### Texte fourni
C’est donc à pattes, avec le courrier et les colis à distribuer sous le bras qu’il arpenta les pavés de la capitale à la fin des années 70 et au début des années 80. Ce qui lui valut de faire quelques belles rencontres. Avec l’acteur Lino Ventura par exemple, qui l’invita à manger des pâtes.
V’là l’facteur !
Il n’est pas si loin le temps où le facteur faisait presque partie de la famille. L’époque où il prenait son temps pendant sa tournée pour blaguer avec les clients, histoire de colporter aussi les dernières nouvelles tout en s’inquiétant des uns et des autres. On a encore dans les narines l’odeur du cuir de la sacoche si lourde à son épaule qu’on se demandait comment il restait droit au bout de toutes ces années.
Facteurs et factrices ne se contentaient donc pas de déposer les lettres jusque sur la table de la cuisine. Ils rendaient aussi bien souvent service à leurs clients.

### Consigne 1
Recopiez sans rien changer le passage du texte sur les facteurs qui commence par les mots contenant "V’là l’facteur !" et se termine par "toutes ces années.".
### Consigne 2
Selon le texte sur les facteurs, pourquoi se demandait-on comment le facteur restait droit au bout de toutes ces années ? Répondez en une à trois phrases.
### Consigne 3
Reprenez le texte sur les facteurs là où il s'arrête.

### Données

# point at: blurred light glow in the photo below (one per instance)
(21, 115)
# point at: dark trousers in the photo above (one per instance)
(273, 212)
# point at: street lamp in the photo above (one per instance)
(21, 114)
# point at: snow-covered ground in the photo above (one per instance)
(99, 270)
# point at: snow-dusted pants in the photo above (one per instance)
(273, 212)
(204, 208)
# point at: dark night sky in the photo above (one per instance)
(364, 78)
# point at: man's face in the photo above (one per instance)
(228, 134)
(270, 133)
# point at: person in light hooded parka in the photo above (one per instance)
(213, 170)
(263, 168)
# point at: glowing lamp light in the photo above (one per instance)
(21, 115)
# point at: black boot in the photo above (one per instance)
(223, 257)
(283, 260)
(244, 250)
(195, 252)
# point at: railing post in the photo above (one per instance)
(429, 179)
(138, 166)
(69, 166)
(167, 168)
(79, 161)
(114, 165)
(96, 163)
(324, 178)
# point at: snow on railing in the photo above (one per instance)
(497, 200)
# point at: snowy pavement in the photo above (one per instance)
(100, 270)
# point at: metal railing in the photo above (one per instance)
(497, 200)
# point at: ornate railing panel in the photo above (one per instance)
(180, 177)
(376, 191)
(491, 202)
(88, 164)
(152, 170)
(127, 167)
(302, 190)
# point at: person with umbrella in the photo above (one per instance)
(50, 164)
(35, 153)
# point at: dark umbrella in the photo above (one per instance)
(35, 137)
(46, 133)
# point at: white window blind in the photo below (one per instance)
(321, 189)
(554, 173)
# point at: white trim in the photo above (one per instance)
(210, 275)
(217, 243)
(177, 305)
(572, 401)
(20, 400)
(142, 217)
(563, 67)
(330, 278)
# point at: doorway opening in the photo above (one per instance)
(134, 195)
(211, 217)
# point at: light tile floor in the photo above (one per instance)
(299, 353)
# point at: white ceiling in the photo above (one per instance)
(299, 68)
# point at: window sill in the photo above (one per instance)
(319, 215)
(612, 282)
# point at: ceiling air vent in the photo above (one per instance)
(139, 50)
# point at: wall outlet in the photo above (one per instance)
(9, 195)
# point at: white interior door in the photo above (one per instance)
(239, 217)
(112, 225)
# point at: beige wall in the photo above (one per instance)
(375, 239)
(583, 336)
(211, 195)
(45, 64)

### Réponse 1
V’là l’facteur !
Il n’est pas si loin le temps où le facteur faisait presque partie de la famille. L’époque où il prenait son temps pendant sa tournée pour blaguer avec les clients, histoire de colporter aussi les dernières nouvelles tout en s’inquiétant des uns et des autres. On a encore dans les narines l’odeur du cuir de la sacoche si lourde à son épaule qu’on se demandait comment il restait droit au bout de toutes ces années.

### Réponse 2
On se le demandait parce que sa sacoche en cuir était si lourde à son épaule.

### Réponse 3
- Ils apportaient le pain pris à la boulangerie.
- Ils passaient à la pharmacie récupérer les médicaments.
- Ils changeaient la bouteille de gaz.
- Ils achetaient pour eux les journaux au bureau de tabac.
- Ils retiraient pour eux de l’argent.
- Etc.
C’était en effet l’époque où les préposés n’inséraient pas le courrier dans la boîte presqu’en catimini. Car aujourd’hui, connectés, chronométrés et surveillés de près c’est à peine si on a le temps de leur dire bonjour quand on les aperçoit.
Pourtant le facteur reste à juste titre la 2ème personnalité préférée des Français qui n’hésitent pas à le faire savoir si besoin est.
Un télégramme pour De Funès
C’est ainsi que Gérard le Calmettois a eu l’occasion de côtoyer de près des vedettes quand il faisait le facteur à la capitale. Telle Brigitte Fossey à qui il distribuait aussi le courrier.
Un jour il se rendit même aux studios de Boulogne Billancourt. Il devait y porter un télégramme au nom de Louis de Funès. Celui-ci était en plein tournage de l’Avare, avec Michel Galabru.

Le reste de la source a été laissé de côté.